━━━━━ Text extract ━━━━━

I found a site that supposedly has samples, but none that I downloaded worked in gopchop.  I then went on to Gnutella via Poisoned and searched for mpeg2 files, which I'm still in the process of doing.  Hopefully I'll get SOMETHING that's predetermined to be mpeg2...

(tig)


----------



## The Grimace (Mar 25, 2004)

The only way that I know of to run Linux under OS X is via Virtual PC, which was recently aqcuired by Microsoft.  However, Mac-on-Linux is another story entirely.

Do you have a mpeg2 file that you could e-mail me?  I still don't know for certain whether or not GOPchop works properly for me.  It appears so, but without a certifiable MPEG-2 file I can't know for sure.

(tig)


----------



## MADMACMAN (Mar 25, 2004)

if you can't get Mpeg 2 PS Streams then drop a line here and i will upload a small 5 -10 MB on my webspace...


----------



## MADMACMAN (Mar 25, 2004)

http://pro13701.macbay.de/Live.mpg
this is a test Mpeg PS 10 sec. 5.9 MB
should enough to try...;-)


----------



## The Grimace (Mar 25, 2004)

━━━━━

Written task 1 - Recast the entries from the line with "draw the outline of the white curtain" up to and including the line with "363 93 L 361" as a two-column CSV with the columns "instruction" and "response". Give one row per request, and put each field in quotes with its line breaks replaced by spaces.
The forum thread and the entries are unrelated to each other.

━━━━━ Data shown ━━━━━

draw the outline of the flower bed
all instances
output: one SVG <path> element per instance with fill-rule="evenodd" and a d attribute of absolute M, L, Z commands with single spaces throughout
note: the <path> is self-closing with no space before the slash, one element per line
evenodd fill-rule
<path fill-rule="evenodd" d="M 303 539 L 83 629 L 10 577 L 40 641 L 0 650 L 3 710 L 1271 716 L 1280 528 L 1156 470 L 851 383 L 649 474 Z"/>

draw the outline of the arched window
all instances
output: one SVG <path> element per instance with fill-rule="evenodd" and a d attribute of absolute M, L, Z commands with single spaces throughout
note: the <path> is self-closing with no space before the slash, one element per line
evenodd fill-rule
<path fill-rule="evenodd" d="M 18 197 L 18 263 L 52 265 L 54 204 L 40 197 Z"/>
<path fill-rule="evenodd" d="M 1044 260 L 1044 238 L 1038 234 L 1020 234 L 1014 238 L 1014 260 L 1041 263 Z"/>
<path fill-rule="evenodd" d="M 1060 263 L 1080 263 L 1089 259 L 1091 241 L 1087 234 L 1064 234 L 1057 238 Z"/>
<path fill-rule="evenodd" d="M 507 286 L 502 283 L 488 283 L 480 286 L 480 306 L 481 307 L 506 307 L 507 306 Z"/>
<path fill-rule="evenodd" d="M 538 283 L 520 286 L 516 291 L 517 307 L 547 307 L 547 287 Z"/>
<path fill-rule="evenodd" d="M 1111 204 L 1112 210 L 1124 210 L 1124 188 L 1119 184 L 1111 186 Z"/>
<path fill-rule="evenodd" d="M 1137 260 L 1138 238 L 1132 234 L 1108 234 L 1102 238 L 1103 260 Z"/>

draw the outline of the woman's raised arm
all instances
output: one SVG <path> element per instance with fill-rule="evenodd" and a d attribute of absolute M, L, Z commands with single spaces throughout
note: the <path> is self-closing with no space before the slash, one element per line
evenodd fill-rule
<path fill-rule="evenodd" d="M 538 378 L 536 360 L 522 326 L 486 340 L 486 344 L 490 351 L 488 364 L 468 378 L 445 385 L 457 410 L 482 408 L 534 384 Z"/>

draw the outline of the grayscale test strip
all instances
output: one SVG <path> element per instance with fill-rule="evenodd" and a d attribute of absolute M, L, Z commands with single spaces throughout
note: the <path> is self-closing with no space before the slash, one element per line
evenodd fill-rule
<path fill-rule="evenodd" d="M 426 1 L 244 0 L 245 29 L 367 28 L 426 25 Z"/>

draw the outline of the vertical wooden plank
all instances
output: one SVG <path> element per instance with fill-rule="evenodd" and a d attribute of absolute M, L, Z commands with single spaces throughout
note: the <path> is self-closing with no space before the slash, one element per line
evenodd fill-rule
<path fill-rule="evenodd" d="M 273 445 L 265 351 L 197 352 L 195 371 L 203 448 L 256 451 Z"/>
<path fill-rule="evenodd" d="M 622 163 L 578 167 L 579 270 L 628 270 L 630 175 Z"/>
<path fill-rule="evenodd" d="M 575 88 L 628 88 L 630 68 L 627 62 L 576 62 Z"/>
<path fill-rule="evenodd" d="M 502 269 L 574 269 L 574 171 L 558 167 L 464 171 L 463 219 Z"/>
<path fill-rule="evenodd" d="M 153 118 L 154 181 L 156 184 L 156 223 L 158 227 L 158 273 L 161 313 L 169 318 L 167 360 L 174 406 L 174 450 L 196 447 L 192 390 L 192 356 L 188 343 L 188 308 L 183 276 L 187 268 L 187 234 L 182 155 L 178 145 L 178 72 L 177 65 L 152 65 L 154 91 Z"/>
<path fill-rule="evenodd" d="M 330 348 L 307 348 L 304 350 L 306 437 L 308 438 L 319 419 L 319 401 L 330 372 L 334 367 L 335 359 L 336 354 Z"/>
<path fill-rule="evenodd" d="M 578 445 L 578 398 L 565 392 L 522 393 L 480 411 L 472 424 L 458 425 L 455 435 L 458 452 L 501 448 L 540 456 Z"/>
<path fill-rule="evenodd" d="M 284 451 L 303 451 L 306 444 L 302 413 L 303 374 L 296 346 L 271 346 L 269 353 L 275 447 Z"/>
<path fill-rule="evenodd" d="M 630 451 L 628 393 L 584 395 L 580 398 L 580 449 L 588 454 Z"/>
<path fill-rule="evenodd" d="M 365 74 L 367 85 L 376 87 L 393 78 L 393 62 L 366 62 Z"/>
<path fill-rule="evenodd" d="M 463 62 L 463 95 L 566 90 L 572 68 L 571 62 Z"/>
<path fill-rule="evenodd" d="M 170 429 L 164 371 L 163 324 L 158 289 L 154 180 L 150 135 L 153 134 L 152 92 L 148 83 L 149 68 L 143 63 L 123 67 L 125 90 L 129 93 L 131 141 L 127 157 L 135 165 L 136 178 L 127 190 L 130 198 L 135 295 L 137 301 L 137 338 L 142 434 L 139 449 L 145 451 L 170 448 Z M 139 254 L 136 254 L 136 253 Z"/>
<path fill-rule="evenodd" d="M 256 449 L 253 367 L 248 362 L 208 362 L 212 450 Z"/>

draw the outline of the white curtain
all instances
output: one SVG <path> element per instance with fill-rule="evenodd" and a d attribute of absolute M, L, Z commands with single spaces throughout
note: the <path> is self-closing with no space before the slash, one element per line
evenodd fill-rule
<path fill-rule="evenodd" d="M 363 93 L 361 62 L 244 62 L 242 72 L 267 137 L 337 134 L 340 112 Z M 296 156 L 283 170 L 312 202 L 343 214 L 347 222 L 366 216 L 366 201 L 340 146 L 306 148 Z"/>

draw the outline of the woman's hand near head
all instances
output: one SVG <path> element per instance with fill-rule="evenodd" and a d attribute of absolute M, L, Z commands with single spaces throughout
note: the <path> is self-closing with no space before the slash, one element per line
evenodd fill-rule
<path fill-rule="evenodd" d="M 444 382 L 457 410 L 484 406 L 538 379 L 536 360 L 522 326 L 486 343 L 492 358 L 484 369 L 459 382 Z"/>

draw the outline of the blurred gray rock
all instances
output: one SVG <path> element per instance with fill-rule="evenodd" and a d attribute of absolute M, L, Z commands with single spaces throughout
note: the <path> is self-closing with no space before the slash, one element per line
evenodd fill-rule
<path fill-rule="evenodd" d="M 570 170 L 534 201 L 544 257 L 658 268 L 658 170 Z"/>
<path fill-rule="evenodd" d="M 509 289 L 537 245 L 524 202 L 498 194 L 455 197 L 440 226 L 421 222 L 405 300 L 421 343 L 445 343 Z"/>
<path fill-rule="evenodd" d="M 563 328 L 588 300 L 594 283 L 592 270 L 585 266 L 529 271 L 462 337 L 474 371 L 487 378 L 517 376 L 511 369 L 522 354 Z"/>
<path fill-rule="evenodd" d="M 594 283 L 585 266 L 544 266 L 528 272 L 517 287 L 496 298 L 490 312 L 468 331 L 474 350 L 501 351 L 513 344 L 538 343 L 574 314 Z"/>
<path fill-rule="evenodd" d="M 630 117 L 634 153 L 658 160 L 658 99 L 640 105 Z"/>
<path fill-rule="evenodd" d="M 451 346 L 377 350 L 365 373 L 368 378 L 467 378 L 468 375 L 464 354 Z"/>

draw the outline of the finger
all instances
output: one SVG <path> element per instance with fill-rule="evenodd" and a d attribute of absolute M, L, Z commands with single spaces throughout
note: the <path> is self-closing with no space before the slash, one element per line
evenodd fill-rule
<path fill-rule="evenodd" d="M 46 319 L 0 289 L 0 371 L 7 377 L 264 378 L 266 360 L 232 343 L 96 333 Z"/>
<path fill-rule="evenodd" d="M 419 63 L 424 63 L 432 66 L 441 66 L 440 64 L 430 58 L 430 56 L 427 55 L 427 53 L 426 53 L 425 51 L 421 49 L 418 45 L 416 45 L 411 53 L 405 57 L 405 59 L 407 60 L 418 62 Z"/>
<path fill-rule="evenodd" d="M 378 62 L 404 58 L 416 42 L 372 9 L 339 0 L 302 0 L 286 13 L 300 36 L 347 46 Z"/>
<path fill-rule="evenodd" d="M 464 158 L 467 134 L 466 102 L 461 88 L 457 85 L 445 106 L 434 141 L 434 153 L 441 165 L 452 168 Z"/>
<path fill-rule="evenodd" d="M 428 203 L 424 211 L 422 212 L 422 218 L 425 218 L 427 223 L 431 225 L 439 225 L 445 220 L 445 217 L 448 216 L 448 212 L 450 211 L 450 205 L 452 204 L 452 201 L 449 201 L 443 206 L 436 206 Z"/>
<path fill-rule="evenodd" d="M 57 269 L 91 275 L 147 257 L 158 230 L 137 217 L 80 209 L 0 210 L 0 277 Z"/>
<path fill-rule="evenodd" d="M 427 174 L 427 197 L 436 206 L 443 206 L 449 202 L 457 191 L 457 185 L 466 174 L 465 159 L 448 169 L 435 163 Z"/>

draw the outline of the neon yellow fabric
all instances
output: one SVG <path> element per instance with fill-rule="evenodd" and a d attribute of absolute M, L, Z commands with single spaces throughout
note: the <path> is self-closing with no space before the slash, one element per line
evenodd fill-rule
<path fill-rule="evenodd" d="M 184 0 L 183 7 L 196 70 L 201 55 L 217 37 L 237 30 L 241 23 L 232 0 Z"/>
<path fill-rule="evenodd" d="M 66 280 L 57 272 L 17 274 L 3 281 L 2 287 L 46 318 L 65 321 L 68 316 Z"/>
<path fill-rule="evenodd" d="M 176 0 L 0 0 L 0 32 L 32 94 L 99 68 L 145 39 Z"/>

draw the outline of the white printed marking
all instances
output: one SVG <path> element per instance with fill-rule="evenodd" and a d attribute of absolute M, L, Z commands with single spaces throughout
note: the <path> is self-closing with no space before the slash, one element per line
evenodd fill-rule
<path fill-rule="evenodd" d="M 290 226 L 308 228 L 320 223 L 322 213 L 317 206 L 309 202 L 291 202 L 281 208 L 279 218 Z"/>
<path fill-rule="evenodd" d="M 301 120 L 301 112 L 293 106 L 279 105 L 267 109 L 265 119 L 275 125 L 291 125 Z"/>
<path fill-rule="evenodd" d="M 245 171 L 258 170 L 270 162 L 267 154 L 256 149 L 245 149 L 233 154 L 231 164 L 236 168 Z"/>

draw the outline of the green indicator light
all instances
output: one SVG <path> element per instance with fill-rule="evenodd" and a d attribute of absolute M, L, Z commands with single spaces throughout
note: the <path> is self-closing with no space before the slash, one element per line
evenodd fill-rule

━━━━━

Written task 2 -
Answer these questions using the forum thread.
(a) Through what program did the first poster search Gnutella for mpeg2 files?
(b) Which company recently acquired Virtual PC, according to The Grimace?
(c) How long is MADMACMAN's test MPEG file, and how large is it?

Correct result 1 -
instruction,response
"draw the outline of the white curtain all instances output: one SVG <path> element per instance with fill-rule=""evenodd"" and a d attribute of absolute M, L, Z commands with single spaces throughout note: the <path> is self-closing with no space before the slash, one element per line evenodd fill-rule","<path fill-rule=""evenodd"" d=""M 363 93 L 361 62 L 244 62 L 242 72 L 267 137 L 337 134 L 340 112 Z M 296 156 L 283 170 L 312 202 L 343 214 L 347 222 L 366 216 L 366 201 L 340 146 L 306 148 Z""/>"

Correct result 2 -
(a) Poisoned
(b) Microsoft
(c) 10 seconds and 5.9 MB